_OBJECTIVE_. Print every line of the listing below verbatim, without altering a character.

_RECORDS PROVIDED_.

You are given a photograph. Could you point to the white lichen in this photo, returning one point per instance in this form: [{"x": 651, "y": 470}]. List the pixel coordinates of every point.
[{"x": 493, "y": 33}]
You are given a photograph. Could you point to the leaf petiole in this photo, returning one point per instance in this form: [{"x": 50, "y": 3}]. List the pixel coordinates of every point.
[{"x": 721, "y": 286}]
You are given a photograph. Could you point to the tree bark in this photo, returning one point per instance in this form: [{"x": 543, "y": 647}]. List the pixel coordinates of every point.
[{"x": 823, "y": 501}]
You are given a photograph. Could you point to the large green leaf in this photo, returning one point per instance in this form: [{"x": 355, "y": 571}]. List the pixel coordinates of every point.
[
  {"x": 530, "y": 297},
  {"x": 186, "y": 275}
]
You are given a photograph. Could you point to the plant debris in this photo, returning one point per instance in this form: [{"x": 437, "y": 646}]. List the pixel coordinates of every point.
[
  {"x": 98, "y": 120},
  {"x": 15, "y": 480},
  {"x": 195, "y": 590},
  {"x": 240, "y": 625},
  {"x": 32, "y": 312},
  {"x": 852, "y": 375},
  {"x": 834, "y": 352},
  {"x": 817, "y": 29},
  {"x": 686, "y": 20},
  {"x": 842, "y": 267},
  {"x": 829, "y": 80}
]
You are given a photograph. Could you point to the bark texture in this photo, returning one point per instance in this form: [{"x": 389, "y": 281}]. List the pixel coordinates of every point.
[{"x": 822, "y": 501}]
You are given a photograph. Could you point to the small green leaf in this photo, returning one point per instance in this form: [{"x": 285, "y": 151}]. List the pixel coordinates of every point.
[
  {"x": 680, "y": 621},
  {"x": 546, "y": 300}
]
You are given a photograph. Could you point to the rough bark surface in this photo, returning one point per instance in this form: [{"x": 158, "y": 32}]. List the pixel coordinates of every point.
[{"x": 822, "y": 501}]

_TASK RESULT_.
You are given a photograph. Could you point to the white lichen in this photo, returning one point per instance in this form: [{"x": 651, "y": 470}]. List the pixel coordinates of every point.
[{"x": 493, "y": 33}]
You are given a photograph. Could you point to the leaf petiole in this photo, returning one point per instance in this form: [{"x": 50, "y": 3}]. List the pixel coordinates of every point.
[{"x": 721, "y": 286}]
You are given a photograph. Could you point to the tree bark in this photo, returning one point per instance in this form: [{"x": 543, "y": 647}]. List the pixel coordinates of every point.
[{"x": 823, "y": 501}]
You are given a photograph. Could you point to the large green leaf in this photo, returning one point per instance in this form: [{"x": 355, "y": 571}]. List the pixel coordinates of every point.
[
  {"x": 530, "y": 297},
  {"x": 186, "y": 275}
]
You are given a photograph. Could you point to the plant debris in this photo, returning one point per instance in this form: [{"x": 437, "y": 646}]. List the pixel coordinates of every point.
[
  {"x": 98, "y": 120},
  {"x": 15, "y": 480},
  {"x": 195, "y": 590},
  {"x": 240, "y": 625},
  {"x": 32, "y": 312},
  {"x": 852, "y": 375},
  {"x": 834, "y": 352},
  {"x": 817, "y": 29},
  {"x": 686, "y": 20},
  {"x": 842, "y": 267},
  {"x": 829, "y": 80}
]
You are given a photograph. Could you point to the bark texture in this photo, returning one point per instance in this form: [{"x": 389, "y": 281}]. List the pixel coordinates of every point.
[{"x": 822, "y": 501}]
You are given a photograph. Could you point to the small green leaf in this photo, returning one point per instance in this form: [{"x": 285, "y": 151}]. List the pixel coordinates of every point.
[
  {"x": 680, "y": 621},
  {"x": 546, "y": 300}
]
You are given a photograph. Could you point to the rough bark surface in this photo, returning one point per instance in this form: [{"x": 158, "y": 32}]. List the pixel coordinates of every point.
[{"x": 822, "y": 501}]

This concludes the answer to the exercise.